━━ DOCUMENT SECTION ━━

There are several limitations of our study, most notably the low number of clinically observed POCUS encounters relative to the number of curricular nonclinical observations and lack of a validated summative assessment. Ideally, competency should be assessed based on multiple observations and in a variety of clinical scenarios.10 There were many obstacles to clinical POCUS and clinical assessments, including a lack of ultrasound machines, probes, and an archiving system, insufficient number of POCUS-trained faculty, and time-pressures of the operating room. Another significant barrier to clinical data in our study was the resident POCUS curriculum overlapping with the national RCPS anesthesiology training program’s transition to Competence by Design (CBD), with the first cohort of POCUS trainees (13/29 participants) not being CBD residents and therefore not being assigned clinical entrustment scores. Additionally, during the transition and early CBD roll-out, our Saskatchewan anesthesiology residency program and competency committee reported lower rates of resident evaluation return for all EPAs, which was attributed to changing online evaluation platforms and lack of familiarity with CBD. Resident enthusiasm to integrate their POCUS skills into clinical practice prompted the implementation of an anesthesia resident clinical POCUS elective in August 2020 which, in addition to a more mature CBD program, resulted in increased clinical POCUS assessments. Ten of the 16 CBD participants currently enrolled in the curriculum have been deemed competent by the competence committee, having achieved the POCUS EPA #3.6 based on clinical assessments, which lends validity to the entrustment scores assigned in the simulated setting.

━━━

◆ **TASKS TO PERFORM**:
#1 Answer these questions about the passage on the POCUS study's limitations, one line each:
(a) How many participants in the first cohort of POCUS trainees were not CBD residents?
(b) In what month and year was the anesthesia resident clinical POCUS elective implemented?
(c) How many of the 16 CBD participants currently enrolled have been deemed competent by the competence committee?
#2 The passage on the POCUS study's limitations names several obstacles to clinical POCUS and clinical assessments. List all of them.
#3 Continue the passage on the POCUS study's limitations, starting after its final sentence.

━━ GIVEN DATA ━━

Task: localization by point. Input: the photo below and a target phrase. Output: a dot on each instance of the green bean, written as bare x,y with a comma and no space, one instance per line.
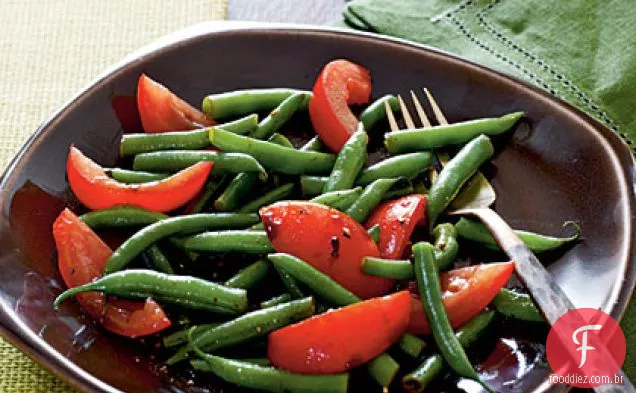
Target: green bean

━━━

◆ **OUTPUTS BY TASK**:
#1
(a) 13 of the 29 participants
(b) August 2020
(c) Ten

#2
- Lack of ultrasound machines
- Lack of probes
- Lack of an archiving system
- Insufficient number of POCUS-trained faculty
- Time-pressures of the operating room

#3
This was an observational study, and the methodology may be considered a limitation. There is, however, accumulating evidence for improved learning and patient outcomes with simulation enhanced medical training.6,38,39 The use of simulation-based medical education (SBME) and deliberate practice has shown improvements in skill performance and better learning outcomes than clinical teaching for many similar medical skills such as bronchoscopy, laparoscopy, management of shoulder dystocia, and central venous line insertion.38

Although this is a resource-intensive curriculum that could not have been developed or delivered without the local simulation resources, academic funding, tremendous support from local POCUS champions, and contributions from our echocardiology and emergency medicine colleagues, we suspect many academic centres with residency training programs would have access to similar resources and local experts.

Conclusion

This study is the first to use entrustment score data to show that competency in rescue echo (focused cardiac ultrasound and lung ultrasound for pneumothorax) and lung ultrasound can be developed during residency through a structured longitudinal curriculum and suggests an approximate time and number of scans required to achieve competency. These results can be used as a foundation for an evidence-based, permanent anesthesiology POCUS curriculum for residents.

Future research will determine if competence is retained and the number of scans required to achieve and retain competence in FAST, AA, gastric, and airway POCUS applications. There remains a need for development and validation of rigorous and comprehensive speciality-specific standardized summative assessment tools. Future investigations should also explore how residents and faculty incorporate POCUS into their clinical practice and whether the use of POCUS by anesthesiology residents and faculty affect patient outcomes.